• Given request: Locate every line in the data below that contains the word "target" and copy each of those lines in full. Treat uppercase and lowercase letters as different, so only matches with the same case count.

• Record list:
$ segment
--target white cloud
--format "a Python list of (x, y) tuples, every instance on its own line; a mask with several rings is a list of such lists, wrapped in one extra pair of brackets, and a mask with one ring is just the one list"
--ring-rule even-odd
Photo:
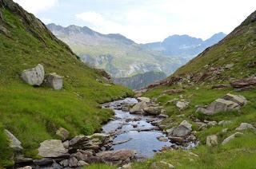
[(218, 32), (229, 33), (256, 6), (255, 0), (124, 2), (125, 10), (84, 12), (76, 18), (101, 33), (119, 33), (142, 43), (162, 41), (172, 34), (206, 39)]
[(14, 0), (26, 10), (37, 14), (56, 6), (58, 0)]

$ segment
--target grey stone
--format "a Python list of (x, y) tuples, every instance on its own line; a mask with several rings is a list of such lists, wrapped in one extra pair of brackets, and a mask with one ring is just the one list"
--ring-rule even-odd
[(144, 108), (144, 112), (150, 115), (159, 115), (161, 109), (161, 107), (146, 107)]
[(84, 166), (89, 166), (89, 163), (82, 160), (78, 161), (78, 167), (84, 167)]
[(234, 135), (231, 135), (231, 136), (230, 136), (229, 137), (226, 138), (226, 139), (222, 141), (222, 145), (225, 145), (225, 144), (226, 144), (227, 143), (229, 143), (230, 141), (231, 141), (232, 140), (235, 139), (236, 137), (241, 136), (242, 136), (242, 135), (243, 135), (243, 134), (242, 134), (242, 132), (236, 132), (236, 133), (234, 133)]
[(172, 133), (173, 136), (184, 137), (189, 135), (192, 132), (192, 125), (187, 121), (182, 121)]
[(69, 167), (78, 167), (78, 159), (75, 157), (72, 157), (70, 159)]
[(107, 151), (97, 153), (97, 156), (106, 161), (126, 160), (134, 158), (136, 151), (133, 150)]
[(61, 140), (50, 140), (40, 143), (38, 155), (45, 158), (62, 157), (67, 155), (68, 150)]
[(42, 84), (45, 77), (43, 66), (38, 64), (36, 67), (23, 70), (22, 79), (30, 85), (39, 86)]
[(62, 138), (62, 141), (65, 141), (70, 136), (70, 132), (69, 132), (69, 131), (66, 130), (65, 128), (60, 128), (56, 132), (56, 135), (60, 136)]
[(55, 161), (54, 161), (54, 163), (52, 164), (52, 167), (54, 169), (62, 169), (62, 167), (61, 165), (59, 165), (58, 163), (57, 163)]
[(144, 101), (146, 103), (150, 102), (150, 99), (148, 97), (138, 97), (137, 98), (139, 101)]
[(168, 168), (171, 169), (171, 168), (174, 168), (174, 166), (173, 166), (172, 164), (170, 163), (168, 163), (165, 161), (160, 161), (159, 162), (162, 165), (164, 165), (164, 166), (166, 166)]
[(56, 73), (52, 73), (46, 77), (46, 84), (54, 90), (60, 90), (63, 85), (63, 77), (58, 76)]
[(222, 99), (226, 100), (234, 101), (241, 106), (246, 105), (248, 102), (246, 97), (241, 95), (233, 95), (230, 93), (226, 94), (225, 96), (222, 97)]
[(8, 137), (10, 147), (14, 149), (15, 152), (21, 152), (23, 150), (22, 143), (8, 130), (5, 130), (5, 133)]
[(253, 129), (254, 131), (256, 130), (256, 128), (252, 124), (247, 123), (242, 123), (240, 126), (235, 129), (235, 131), (242, 132), (246, 129)]
[(207, 136), (206, 145), (207, 146), (218, 145), (218, 136), (216, 135)]
[(232, 121), (225, 121), (225, 120), (222, 120), (220, 122), (218, 122), (218, 125), (222, 125), (222, 126), (226, 126), (232, 124)]
[(239, 108), (239, 104), (234, 101), (226, 100), (224, 99), (217, 99), (207, 107), (207, 110), (214, 112), (226, 112), (232, 109), (238, 109)]
[(146, 108), (146, 103), (144, 101), (136, 104), (134, 107), (130, 109), (130, 113), (134, 114), (142, 114), (144, 112), (144, 108)]
[(189, 101), (177, 101), (176, 106), (180, 110), (183, 110), (186, 108), (190, 104)]
[(131, 163), (127, 163), (126, 165), (123, 165), (122, 167), (122, 169), (132, 169), (132, 166), (131, 166)]
[(59, 162), (59, 163), (60, 163), (62, 166), (63, 166), (64, 167), (66, 167), (69, 166), (70, 161), (69, 161), (68, 159), (64, 159), (64, 160)]

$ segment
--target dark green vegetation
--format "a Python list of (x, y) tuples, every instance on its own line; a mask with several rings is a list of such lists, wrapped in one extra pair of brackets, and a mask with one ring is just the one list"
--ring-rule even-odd
[(255, 73), (256, 66), (256, 12), (253, 13), (220, 43), (207, 49), (186, 65), (178, 69), (174, 76), (195, 76), (210, 68), (232, 69), (222, 74), (219, 81), (242, 78)]
[[(243, 136), (237, 137), (225, 145), (222, 141), (235, 132), (235, 128), (241, 123), (249, 123), (256, 126), (256, 88), (249, 91), (235, 92), (233, 88), (212, 89), (213, 84), (229, 83), (234, 79), (239, 79), (255, 74), (256, 59), (256, 12), (236, 28), (221, 42), (207, 49), (195, 59), (179, 69), (173, 76), (180, 77), (182, 80), (179, 84), (161, 86), (152, 89), (145, 96), (157, 98), (166, 108), (170, 118), (164, 124), (170, 124), (167, 128), (177, 126), (181, 121), (190, 122), (192, 128), (197, 131), (196, 135), (200, 145), (190, 151), (170, 150), (158, 155), (153, 159), (134, 163), (134, 168), (149, 168), (156, 162), (161, 168), (165, 168), (160, 161), (171, 163), (175, 168), (254, 168), (256, 158), (255, 131), (242, 132)], [(226, 66), (232, 64), (233, 66)], [(229, 68), (225, 68), (229, 67)], [(231, 67), (231, 68), (230, 68)], [(216, 72), (212, 70), (217, 71)], [(218, 71), (221, 70), (221, 71)], [(177, 83), (176, 83), (177, 84)], [(182, 94), (163, 95), (166, 89), (183, 89)], [(242, 95), (250, 102), (240, 111), (219, 112), (214, 116), (206, 116), (196, 112), (196, 105), (209, 104), (214, 100), (230, 92)], [(190, 100), (190, 106), (179, 111), (174, 104), (168, 103), (174, 98)], [(208, 127), (199, 130), (194, 123), (198, 118), (201, 120), (230, 120), (226, 125)], [(222, 132), (227, 128), (227, 132)], [(218, 135), (218, 145), (206, 145), (206, 137)]]
[[(39, 63), (46, 73), (64, 77), (62, 90), (34, 88), (20, 79), (23, 69)], [(22, 143), (26, 156), (35, 157), (40, 142), (58, 139), (59, 127), (70, 136), (99, 131), (113, 113), (100, 109), (99, 104), (132, 94), (106, 84), (101, 71), (85, 65), (39, 20), (10, 0), (0, 0), (0, 167), (11, 163), (12, 153), (3, 128)]]
[(121, 34), (102, 34), (86, 26), (50, 24), (47, 27), (83, 61), (104, 69), (114, 77), (150, 71), (162, 71), (169, 75), (187, 61), (175, 56), (162, 56)]
[(131, 89), (140, 89), (146, 88), (154, 81), (163, 80), (166, 75), (162, 72), (148, 72), (137, 74), (129, 77), (114, 78), (114, 83), (127, 86)]

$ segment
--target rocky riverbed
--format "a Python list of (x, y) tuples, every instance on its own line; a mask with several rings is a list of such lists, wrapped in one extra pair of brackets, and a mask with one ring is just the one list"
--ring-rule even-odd
[[(95, 163), (122, 167), (151, 158), (162, 150), (190, 147), (196, 142), (191, 124), (185, 120), (166, 130), (162, 124), (168, 117), (165, 109), (149, 98), (126, 98), (104, 104), (102, 108), (113, 109), (114, 116), (103, 125), (101, 133), (66, 140), (69, 132), (61, 128), (56, 134), (62, 140), (41, 143), (38, 155), (42, 159), (24, 158), (18, 153), (16, 167), (80, 168)], [(14, 139), (14, 136), (10, 136)]]

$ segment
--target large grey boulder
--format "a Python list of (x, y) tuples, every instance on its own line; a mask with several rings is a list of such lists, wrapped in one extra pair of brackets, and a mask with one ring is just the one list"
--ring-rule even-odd
[(60, 90), (63, 86), (63, 77), (58, 76), (56, 73), (50, 73), (46, 77), (45, 83), (54, 90)]
[(39, 86), (42, 84), (45, 77), (43, 66), (38, 64), (36, 67), (23, 70), (22, 79), (30, 85)]
[(56, 131), (56, 135), (60, 136), (62, 141), (65, 141), (70, 136), (70, 132), (65, 128), (60, 128)]
[(22, 143), (8, 130), (5, 130), (5, 133), (8, 137), (10, 147), (15, 152), (21, 152), (23, 150)]
[(172, 136), (175, 137), (185, 137), (192, 132), (192, 125), (187, 121), (182, 121), (172, 132)]
[(44, 158), (56, 158), (66, 156), (68, 150), (66, 149), (61, 140), (50, 140), (40, 143), (38, 155)]

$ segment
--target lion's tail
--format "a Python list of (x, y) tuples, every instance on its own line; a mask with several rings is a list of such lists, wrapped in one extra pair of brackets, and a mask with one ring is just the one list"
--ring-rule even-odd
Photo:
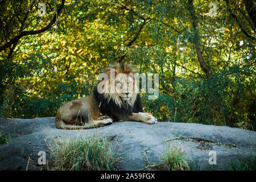
[(77, 126), (77, 125), (68, 125), (65, 123), (61, 119), (55, 118), (54, 122), (55, 126), (60, 129), (63, 130), (82, 130), (82, 129), (89, 129), (98, 127), (92, 123), (85, 123), (84, 125)]

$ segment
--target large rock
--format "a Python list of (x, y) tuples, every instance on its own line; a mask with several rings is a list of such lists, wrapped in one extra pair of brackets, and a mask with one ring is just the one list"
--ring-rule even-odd
[[(192, 169), (196, 170), (225, 169), (238, 157), (256, 155), (256, 132), (226, 126), (118, 122), (98, 129), (65, 130), (56, 129), (53, 122), (54, 118), (0, 118), (0, 133), (13, 136), (7, 144), (0, 146), (0, 169), (46, 168), (47, 165), (38, 164), (38, 152), (46, 152), (51, 163), (48, 145), (52, 139), (92, 136), (96, 133), (111, 139), (114, 152), (121, 159), (117, 164), (121, 170), (147, 170), (149, 166), (160, 164), (160, 155), (170, 145), (179, 145)], [(209, 159), (214, 154), (216, 164), (210, 164)]]

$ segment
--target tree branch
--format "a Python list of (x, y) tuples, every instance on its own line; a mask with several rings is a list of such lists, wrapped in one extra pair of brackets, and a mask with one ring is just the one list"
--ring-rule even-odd
[[(65, 3), (65, 0), (61, 0), (61, 4), (60, 5), (60, 7), (59, 7), (58, 9), (57, 10), (57, 14), (59, 15), (63, 9), (64, 5)], [(6, 43), (5, 45), (0, 47), (0, 52), (2, 51), (3, 50), (5, 50), (7, 49), (7, 48), (10, 47), (11, 45), (15, 43), (18, 41), (19, 41), (19, 39), (20, 39), (23, 36), (28, 35), (36, 35), (38, 34), (42, 33), (43, 32), (45, 32), (47, 30), (51, 28), (52, 26), (52, 25), (55, 23), (56, 20), (57, 19), (56, 14), (54, 15), (53, 18), (52, 19), (52, 20), (49, 23), (49, 24), (44, 27), (44, 28), (36, 30), (36, 31), (21, 31), (19, 32), (19, 34), (11, 39), (9, 42), (8, 42), (7, 43)]]
[(195, 46), (196, 47), (196, 53), (197, 57), (197, 60), (199, 61), (201, 68), (205, 73), (207, 79), (208, 80), (212, 75), (210, 72), (210, 68), (206, 64), (201, 53), (200, 47), (200, 42), (197, 39), (199, 38), (199, 35), (197, 30), (197, 17), (196, 16), (196, 12), (194, 9), (194, 5), (193, 5), (193, 0), (188, 0), (188, 9), (192, 20), (192, 28), (195, 31)]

• Full answer:
--target white cloud
--target grey stone
--target dark green vegetation
--target rocky riverbed
--target large grey boulder
--target lion's tail
--target large rock
--target tree branch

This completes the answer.